This task requires every entry to be set down again exactly.

(Records from a data collection)
===============

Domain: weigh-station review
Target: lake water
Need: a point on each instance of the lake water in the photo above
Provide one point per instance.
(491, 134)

===============

_Solution for this problem:_
Domain: weigh-station review
Target: lake water
Need: a point on each instance of the lake water in the photo above
Provide one point per instance.
(491, 134)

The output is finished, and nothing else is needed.